■ **Texto do documento**
========================================

Latitude Podcast #17: Reflexões sobre o índio do buraco

Foto do índio do buraco de costas, carregando arco e flecha, entre as árvores.
Como nunca aceitou contato com não-indígenas, a etnia e o idioma do “índio do buraco” nunca foram descobertos. (Foto: Funai)

Último de seu povo, o índio do buraco virou símbolo de resistência e caso de reflexão sobre genocídio, etnocídio e ecocídio

O indígena conhecido como “índio do buraco” viveu isolado durante, pelo menos, 26 anos, e faleceu no final de agosto. Ele era conhecido dessa forma, pois escavava um buraco dentro de todas as suas moradias, as palhoças, e também ganhou apelido “o último Tanaru” e “índio Tanaru”.

O último de seu povo, que foi atacado por fazendeiros em 1995, sua vida foi símbolo de resistência dos povos isolados. Vivia sozinho e isolado na Terra Indígena Tanaru, no sul de Rondônia, e era monitorado à distância pela Funai desde 1996, quando foi encontrado pela primeira vez. Mas, como nunca aceitou contato com não-indígenas, a etnia e o idioma do “índio do buraco” nunca foram descobertos.

O indígena foi encontrado sem vida no dia 24 de agosto. Servidores da Fundação Nacional do Índio, a Funai, o encontraram em sua rede e a morte, aparentemente, foi de causas naturais.

Desde 1998, a área onde ele vivia, a Terra Tanaru, é protegida por uma restrição de uso aplicada pelo governo. A restrição é um instrumento da lei que proíbe a entrada de invasores em territórios habitados por povos isolados. Essa medida faz com que a exploração dessas terras por madeireiros, garimpeiros e outras atividades seja ilegal.

Como a Terra Tanaru não é demarcada, a restrição de uso foi importante para proteger o indígena do buraco. Em 2015, uma portaria da Funai reforçou as proteções da restrição e estendeu a duração da medida até 2025. Mas agora que não existem mais indígenas no território, há uma grande dúvida sobre a permanência ou não da proteção.

Em uma entrevista conjunta que explora a dinâmica dos povos isolados no Brasil, a história do indígena do buraco e o futuro da Terra Indígena Tanaru, Antenor Vaz, que foi coordenador de políticas para índios de recente contato na Funai, e Marcelo dos Santos, que trabalhou na proteção do indígena Tanaru, discutem políticas públicas para isolados e conceitos como ecocídio e etnocídio.

Como se caracterizam os indígenas isolados? O Brasil tem mais povos isolados do que outros países?

========================================

■ **Informações exibidas**

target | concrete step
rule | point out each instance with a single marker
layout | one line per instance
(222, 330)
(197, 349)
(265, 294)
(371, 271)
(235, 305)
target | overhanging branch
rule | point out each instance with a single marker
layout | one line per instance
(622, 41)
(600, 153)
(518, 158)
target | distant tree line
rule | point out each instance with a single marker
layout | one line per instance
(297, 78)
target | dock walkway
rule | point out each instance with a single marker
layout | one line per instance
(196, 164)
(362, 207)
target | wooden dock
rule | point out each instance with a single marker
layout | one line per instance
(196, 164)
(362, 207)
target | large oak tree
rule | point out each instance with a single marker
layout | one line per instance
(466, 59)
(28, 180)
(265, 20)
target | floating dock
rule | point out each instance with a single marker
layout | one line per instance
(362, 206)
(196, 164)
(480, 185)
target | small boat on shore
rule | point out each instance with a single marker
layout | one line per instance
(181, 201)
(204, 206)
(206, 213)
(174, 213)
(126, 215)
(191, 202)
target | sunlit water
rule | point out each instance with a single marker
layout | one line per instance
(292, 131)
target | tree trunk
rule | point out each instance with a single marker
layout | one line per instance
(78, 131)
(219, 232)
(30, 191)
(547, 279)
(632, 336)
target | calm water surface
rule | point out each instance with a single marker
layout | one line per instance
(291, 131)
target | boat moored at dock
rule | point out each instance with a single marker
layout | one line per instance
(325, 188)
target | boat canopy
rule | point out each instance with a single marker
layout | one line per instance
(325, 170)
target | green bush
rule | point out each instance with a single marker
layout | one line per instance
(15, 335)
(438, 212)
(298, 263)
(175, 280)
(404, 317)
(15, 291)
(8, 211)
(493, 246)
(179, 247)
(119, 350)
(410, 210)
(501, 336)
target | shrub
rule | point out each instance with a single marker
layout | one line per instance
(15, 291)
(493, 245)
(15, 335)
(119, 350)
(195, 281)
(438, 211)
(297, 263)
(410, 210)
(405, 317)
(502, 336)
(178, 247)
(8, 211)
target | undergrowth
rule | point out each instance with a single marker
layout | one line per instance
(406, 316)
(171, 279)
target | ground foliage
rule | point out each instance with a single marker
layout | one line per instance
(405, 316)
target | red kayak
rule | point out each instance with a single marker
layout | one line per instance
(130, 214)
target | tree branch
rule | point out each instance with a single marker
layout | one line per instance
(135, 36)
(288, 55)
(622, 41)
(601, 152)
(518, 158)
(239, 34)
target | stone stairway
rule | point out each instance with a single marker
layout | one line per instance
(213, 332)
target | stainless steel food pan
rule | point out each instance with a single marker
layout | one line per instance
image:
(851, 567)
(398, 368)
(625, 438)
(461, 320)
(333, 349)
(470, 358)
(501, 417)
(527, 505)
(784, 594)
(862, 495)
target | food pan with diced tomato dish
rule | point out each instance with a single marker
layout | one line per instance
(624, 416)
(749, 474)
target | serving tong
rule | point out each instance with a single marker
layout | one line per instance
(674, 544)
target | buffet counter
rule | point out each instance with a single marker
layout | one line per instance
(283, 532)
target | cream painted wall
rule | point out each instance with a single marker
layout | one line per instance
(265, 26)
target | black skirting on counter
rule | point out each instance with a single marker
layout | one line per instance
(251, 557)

========================================

■ **Tarefa A**
Transcreva, do texto sobre o índio do buraco, o trecho que vai de "Como a Terra" até "que outros países?".
■ **Tarefa B**
Com base no texto sobre o índio do buraco, responda:
(i) Em que ano o povo do indígena foi atacado por fazendeiros?
(ii) Em que dia o indígena foi encontrado sem vida?
(iii) Até que ano a portaria da Funai de 2015 estendeu a restrição de uso?

■ **Resposta A**
Como a Terra Tanaru não é demarcada, a restrição de uso foi importante para proteger o indígena do buraco. Em 2015, uma portaria da Funai reforçou as proteções da restrição e estendeu a duração da medida até 2025. Mas agora que não existem mais indígenas no território, há uma grande dúvida sobre a permanência ou não da proteção.

Em uma entrevista conjunta que explora a dinâmica dos povos isolados no Brasil, a história do indígena do buraco e o futuro da Terra Indígena Tanaru, Antenor Vaz, que foi coordenador de políticas para índios de recente contato na Funai, e Marcelo dos Santos, que trabalhou na proteção do indígena Tanaru, discutem políticas públicas para isolados e conceitos como ecocídio e etnocídio.

Como se caracterizam os indígenas isolados? O Brasil tem mais povos isolados do que outros países?

■ **Resposta B**
(i) Em 1995.
(ii) No dia 24 de agosto.
(iii) Até 2025.